Records from a collection
"""

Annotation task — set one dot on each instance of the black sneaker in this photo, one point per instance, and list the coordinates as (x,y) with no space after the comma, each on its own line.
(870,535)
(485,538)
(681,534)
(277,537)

"""

▸ **TASK TO COMPLETE**:
Reproduce every line of the listing above word for word, without changing any character.

▸ **OUTPUT BELOW**:
Annotation task — set one dot on each instance of the black sneaker in this photo, one point per instance, and list the coordinates as (x,y) with no space after the comma, each on its own line.
(870,535)
(485,538)
(681,534)
(277,537)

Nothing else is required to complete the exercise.